Brown SA, Cheng E, Williams MS, Winkles JA - PLoS ONE (2013)

Bottom Line: Endogenously-expressed Fn14 as well as ectopically-overexpressed Fn14 could also be detected in dimeric form when cell lysates were subjected to SDS-PAGE under non-reducing conditions.Additional experiments revealed that Fn14 dimerization occurs during cell lysis via formation of an intermolecular disulfide bond at cysteine residue 122.These findings provide insight into the Fn14 signaling mechanism and may aid current studies to develop therapeutic agents targeting this small cell surface receptor.

View Article: PubMed Central - PubMed

Affiliation: Department of Surgery, Center for Vascular and Inflammatory Diseases, University of Maryland School of Medicine, Baltimore, Maryland, USA.
____
Questions on the material:
A: List the authors named in the Fn14 dimerization excerpt above.
B: Extend the Fn14 dimerization excerpt above, starting after its final line.
____
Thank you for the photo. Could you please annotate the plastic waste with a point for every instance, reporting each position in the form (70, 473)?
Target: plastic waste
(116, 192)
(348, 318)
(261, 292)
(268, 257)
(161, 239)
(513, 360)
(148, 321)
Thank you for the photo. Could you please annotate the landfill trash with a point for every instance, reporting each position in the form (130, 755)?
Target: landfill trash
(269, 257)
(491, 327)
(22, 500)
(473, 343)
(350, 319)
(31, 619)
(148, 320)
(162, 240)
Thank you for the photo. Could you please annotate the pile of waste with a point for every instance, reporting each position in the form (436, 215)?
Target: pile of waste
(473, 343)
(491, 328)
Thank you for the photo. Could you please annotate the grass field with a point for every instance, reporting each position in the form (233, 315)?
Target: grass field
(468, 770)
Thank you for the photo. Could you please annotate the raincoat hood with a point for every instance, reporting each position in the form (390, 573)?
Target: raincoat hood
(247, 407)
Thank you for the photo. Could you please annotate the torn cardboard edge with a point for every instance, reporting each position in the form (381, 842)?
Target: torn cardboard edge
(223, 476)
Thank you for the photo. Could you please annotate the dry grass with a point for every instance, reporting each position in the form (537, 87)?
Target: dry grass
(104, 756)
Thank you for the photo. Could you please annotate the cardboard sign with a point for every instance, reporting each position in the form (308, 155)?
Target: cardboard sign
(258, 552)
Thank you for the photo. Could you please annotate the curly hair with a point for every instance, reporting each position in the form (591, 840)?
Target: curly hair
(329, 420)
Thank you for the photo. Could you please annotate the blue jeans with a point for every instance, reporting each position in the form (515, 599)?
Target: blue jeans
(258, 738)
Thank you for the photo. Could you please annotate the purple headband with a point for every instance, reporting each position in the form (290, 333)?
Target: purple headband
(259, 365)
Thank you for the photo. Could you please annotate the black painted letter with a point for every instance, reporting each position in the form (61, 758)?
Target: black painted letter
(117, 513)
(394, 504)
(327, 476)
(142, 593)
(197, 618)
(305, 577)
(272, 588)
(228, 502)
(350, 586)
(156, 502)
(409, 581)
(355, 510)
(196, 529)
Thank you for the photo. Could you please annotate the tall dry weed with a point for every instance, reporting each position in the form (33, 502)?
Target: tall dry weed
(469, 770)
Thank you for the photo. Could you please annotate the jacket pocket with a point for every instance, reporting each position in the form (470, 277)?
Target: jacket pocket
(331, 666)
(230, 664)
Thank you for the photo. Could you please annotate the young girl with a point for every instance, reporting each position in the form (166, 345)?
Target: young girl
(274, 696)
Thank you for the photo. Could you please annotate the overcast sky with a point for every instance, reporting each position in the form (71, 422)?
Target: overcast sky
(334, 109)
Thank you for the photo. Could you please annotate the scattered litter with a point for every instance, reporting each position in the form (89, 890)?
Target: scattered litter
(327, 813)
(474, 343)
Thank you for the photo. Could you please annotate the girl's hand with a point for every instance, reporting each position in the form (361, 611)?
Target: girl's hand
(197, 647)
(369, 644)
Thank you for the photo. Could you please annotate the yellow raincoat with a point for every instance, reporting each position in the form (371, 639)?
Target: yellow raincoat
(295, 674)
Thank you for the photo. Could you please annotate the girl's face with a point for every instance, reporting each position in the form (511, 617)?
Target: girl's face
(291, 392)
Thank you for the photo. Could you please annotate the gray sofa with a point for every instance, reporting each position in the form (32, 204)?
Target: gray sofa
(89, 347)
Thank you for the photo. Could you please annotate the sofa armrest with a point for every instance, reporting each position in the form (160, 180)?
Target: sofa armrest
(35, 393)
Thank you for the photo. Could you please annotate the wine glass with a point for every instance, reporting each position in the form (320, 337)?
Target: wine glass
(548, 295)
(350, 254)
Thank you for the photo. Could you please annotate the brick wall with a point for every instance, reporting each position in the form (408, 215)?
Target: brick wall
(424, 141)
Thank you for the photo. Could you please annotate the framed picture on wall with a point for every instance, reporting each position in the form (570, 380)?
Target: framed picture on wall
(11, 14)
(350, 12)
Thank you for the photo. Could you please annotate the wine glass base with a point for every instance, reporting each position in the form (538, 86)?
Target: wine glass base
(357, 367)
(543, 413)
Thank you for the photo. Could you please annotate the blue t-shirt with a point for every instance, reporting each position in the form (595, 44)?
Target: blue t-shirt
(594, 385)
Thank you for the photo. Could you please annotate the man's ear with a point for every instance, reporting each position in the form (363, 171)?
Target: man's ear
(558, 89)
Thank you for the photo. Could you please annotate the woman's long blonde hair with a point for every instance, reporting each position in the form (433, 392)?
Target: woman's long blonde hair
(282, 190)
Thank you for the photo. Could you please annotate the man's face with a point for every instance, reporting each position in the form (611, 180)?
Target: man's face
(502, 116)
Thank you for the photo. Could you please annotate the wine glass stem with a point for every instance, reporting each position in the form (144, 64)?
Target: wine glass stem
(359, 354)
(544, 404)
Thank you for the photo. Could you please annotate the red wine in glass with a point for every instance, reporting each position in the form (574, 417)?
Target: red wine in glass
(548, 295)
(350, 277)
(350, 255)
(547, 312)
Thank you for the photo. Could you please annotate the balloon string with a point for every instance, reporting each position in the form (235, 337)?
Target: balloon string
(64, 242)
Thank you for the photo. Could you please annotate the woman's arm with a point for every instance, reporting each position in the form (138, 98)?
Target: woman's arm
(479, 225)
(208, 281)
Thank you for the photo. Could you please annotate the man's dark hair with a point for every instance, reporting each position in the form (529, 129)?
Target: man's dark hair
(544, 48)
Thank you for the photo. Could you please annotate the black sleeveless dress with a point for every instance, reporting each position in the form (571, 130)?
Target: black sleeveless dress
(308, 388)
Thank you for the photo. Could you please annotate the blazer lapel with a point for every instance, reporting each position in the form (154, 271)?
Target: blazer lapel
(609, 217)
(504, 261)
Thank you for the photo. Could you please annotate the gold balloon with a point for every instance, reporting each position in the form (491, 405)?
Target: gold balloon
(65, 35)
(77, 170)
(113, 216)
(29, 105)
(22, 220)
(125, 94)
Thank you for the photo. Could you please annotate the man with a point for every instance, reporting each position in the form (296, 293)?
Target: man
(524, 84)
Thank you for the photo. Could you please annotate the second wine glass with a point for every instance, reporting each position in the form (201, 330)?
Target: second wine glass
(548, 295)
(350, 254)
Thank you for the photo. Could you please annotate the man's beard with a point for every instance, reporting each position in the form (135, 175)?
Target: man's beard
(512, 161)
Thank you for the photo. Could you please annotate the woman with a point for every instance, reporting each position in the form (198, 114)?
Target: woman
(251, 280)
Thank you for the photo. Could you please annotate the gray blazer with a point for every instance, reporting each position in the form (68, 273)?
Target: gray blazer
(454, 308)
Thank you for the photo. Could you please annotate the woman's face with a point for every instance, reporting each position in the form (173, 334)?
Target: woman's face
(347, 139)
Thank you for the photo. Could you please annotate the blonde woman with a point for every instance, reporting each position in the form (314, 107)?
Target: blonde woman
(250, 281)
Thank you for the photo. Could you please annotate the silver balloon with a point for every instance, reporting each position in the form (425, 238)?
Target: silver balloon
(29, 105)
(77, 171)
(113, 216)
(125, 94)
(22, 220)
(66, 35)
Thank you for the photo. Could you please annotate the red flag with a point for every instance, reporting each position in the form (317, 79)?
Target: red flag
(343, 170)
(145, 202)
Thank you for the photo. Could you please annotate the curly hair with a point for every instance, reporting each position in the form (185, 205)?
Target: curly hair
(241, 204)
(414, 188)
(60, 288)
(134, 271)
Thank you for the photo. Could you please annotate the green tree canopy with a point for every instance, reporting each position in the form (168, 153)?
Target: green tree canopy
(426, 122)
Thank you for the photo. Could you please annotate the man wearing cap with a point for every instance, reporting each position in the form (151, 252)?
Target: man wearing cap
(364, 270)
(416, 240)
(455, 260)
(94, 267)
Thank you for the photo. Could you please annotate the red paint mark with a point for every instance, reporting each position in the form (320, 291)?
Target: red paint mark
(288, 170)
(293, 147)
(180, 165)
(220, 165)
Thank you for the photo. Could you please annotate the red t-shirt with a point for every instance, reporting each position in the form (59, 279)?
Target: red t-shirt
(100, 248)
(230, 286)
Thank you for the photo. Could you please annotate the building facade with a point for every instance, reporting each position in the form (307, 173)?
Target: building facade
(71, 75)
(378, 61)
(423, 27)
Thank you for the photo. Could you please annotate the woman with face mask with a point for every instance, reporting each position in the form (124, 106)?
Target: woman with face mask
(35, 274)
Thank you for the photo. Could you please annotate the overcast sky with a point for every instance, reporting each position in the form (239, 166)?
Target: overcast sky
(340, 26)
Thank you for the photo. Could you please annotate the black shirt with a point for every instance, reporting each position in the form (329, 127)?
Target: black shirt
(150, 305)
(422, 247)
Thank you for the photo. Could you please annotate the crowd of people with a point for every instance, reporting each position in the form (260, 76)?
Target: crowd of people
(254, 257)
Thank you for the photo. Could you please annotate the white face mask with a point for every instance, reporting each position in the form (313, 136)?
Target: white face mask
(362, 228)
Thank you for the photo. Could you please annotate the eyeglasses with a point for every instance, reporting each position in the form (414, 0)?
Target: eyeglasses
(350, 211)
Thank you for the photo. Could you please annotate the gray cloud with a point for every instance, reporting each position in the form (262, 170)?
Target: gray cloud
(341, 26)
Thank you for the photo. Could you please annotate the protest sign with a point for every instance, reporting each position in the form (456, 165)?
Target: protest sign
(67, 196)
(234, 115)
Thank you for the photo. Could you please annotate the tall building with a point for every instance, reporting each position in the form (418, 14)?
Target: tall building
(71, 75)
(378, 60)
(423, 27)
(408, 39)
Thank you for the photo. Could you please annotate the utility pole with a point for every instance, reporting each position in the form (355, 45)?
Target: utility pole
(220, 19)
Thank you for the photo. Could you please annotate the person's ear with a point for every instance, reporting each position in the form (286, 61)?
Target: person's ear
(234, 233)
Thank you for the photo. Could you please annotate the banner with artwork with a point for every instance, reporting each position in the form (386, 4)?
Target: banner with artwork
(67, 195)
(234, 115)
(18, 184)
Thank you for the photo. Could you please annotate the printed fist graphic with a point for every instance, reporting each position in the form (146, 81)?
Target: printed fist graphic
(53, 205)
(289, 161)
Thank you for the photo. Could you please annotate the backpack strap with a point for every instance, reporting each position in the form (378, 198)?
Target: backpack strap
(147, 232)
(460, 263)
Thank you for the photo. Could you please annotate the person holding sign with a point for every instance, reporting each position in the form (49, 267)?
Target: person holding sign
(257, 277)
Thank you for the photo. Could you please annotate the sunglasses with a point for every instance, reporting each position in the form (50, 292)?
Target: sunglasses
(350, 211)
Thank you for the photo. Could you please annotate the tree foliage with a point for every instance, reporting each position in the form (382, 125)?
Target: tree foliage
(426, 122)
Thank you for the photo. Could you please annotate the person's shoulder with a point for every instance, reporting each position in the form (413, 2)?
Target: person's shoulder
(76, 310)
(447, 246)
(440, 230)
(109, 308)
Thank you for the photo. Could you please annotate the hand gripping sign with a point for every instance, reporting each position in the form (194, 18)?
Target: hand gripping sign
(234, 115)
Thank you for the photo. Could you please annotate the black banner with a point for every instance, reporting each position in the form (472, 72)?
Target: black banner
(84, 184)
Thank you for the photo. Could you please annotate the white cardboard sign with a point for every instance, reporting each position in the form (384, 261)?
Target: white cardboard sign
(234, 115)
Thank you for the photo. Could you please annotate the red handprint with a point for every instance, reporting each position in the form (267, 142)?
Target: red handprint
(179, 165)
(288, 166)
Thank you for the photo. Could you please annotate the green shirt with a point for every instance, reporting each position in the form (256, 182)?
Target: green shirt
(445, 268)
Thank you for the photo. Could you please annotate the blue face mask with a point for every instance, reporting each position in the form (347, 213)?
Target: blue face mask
____
Responses to the tasks:
A: Brown SA, Cheng E, Williams MS, Winkles JA

B:
ABSTRACT
The tumor necrosis factor (TNF) superfamily member TNF-like weak inducer of apoptosis (TWEAK) is a pro-inflammatory and pro-angiogenic cytokine implicated in physiological tissue regeneration and wound repair. TWEAK binds to a 102-amino acid type I transmembrane cell surface receptor named fibroblast growth factor-inducible 14 (Fn14). TWEAK:Fn14 engagement activates several intracellular signaling cascades, including the NF-κB pathway, and sustained Fn14 signaling has been implicated in the pathogenesis of chronic inflammatory diseases and cancer. Although several groups are developing TWEAK- or Fn14-targeted agents for therapeutic use, much more basic science research is required before we fully understand the TWEAK/Fn14 signaling axis. For example, we and others have proposed that TWEAK-independent Fn14 signaling may occur in cells when Fn14 levels are highly elevated, but this idea has never been tested directly. In this report, we first demonstrate TWEAK-independent Fn14 signaling by showing that an Fn14 deletion mutant that is unable to bind TWEAK can activate the NF-κB pathway in transfected cells. We then show that ectopically-expressed, cell surface-localized Fn14 can self-associate into Fn14 dimers, and we show that Fn14 self-association is mediated by an 18-aa region within the Fn14 cytoplasmic domain. Endogenously-expressed Fn14 as well as ectopically-overexpressed Fn14 could also be detected in dimeric form when cell lysates were subjected to SDS-PAGE under non-reducing conditions. Additional experiments revealed that Fn14 dimerization occurs during cell lysis via formation of an intermolecular disulfide bond at cysteine residue 122. These findings provide insight into the Fn14 signaling mechanism and may aid current studies to develop therapeutic agents targeting this small cell surface receptor.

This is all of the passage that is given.